• **WORKING DATA**
** START **

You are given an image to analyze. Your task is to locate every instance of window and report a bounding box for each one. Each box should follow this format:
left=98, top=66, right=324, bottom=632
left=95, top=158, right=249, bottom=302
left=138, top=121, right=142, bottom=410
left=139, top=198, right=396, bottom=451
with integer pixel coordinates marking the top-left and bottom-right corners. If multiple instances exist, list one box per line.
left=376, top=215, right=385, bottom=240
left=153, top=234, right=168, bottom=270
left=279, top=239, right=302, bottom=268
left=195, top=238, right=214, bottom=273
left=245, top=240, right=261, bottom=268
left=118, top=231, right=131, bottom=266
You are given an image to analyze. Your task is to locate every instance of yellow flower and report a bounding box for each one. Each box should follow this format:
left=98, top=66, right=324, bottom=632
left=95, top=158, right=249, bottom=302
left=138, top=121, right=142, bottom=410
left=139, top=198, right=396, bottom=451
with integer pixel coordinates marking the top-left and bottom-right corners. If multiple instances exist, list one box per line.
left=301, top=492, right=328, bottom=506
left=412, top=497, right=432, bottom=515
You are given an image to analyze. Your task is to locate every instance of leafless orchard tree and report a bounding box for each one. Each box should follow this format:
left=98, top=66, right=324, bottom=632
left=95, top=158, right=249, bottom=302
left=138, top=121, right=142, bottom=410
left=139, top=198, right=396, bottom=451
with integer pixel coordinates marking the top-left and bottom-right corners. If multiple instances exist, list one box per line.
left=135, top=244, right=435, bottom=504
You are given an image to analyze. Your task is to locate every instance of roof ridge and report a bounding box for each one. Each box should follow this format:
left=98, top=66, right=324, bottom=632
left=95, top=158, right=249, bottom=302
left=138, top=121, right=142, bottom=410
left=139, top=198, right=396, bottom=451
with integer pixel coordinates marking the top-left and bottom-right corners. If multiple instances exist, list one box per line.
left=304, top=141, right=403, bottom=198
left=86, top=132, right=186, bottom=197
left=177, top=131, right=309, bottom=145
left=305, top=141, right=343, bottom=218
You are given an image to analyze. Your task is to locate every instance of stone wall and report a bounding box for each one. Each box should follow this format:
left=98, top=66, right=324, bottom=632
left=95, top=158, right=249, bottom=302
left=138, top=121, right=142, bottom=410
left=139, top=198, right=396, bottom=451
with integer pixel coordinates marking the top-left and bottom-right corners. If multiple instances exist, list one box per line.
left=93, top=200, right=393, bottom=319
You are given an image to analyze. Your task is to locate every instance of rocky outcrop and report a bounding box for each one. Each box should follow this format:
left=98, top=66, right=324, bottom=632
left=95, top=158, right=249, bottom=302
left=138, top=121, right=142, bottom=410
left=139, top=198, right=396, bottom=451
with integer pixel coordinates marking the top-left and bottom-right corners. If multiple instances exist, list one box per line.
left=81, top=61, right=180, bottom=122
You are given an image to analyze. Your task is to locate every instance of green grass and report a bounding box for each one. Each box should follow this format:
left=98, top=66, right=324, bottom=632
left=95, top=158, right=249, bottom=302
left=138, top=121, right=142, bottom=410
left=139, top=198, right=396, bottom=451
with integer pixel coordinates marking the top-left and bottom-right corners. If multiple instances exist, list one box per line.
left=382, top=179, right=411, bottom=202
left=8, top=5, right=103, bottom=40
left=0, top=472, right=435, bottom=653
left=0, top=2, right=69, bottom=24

** END **

• **YOUR TASK**
Copy out the lines word for word, starting with the line that contains "instance of roof" and ending with the line that contains "left=93, top=200, right=393, bottom=319", including both of those lines.

• **EXERCISE OUTPUT**
You are given an image to analyze. Your task is to locate every instance of roof ridge and report a bounding box for each one. Each box should follow this format:
left=98, top=66, right=324, bottom=632
left=95, top=158, right=249, bottom=302
left=138, top=121, right=142, bottom=410
left=139, top=198, right=396, bottom=451
with integer pixel coordinates marking the top-left and bottom-right corners. If multiple instances exist, list one box per line.
left=304, top=141, right=403, bottom=198
left=86, top=132, right=186, bottom=197
left=177, top=131, right=309, bottom=145
left=305, top=141, right=343, bottom=218
You are given an image to analyze. Your task is to locate every instance of stone wall and report a bounding box for each one. Each box should follow this format:
left=98, top=66, right=324, bottom=632
left=95, top=158, right=249, bottom=302
left=138, top=121, right=142, bottom=410
left=139, top=198, right=396, bottom=451
with integer pixel coordinates marking the top-left and bottom-right corners. If multiple instances exist, list one box per line.
left=93, top=200, right=393, bottom=319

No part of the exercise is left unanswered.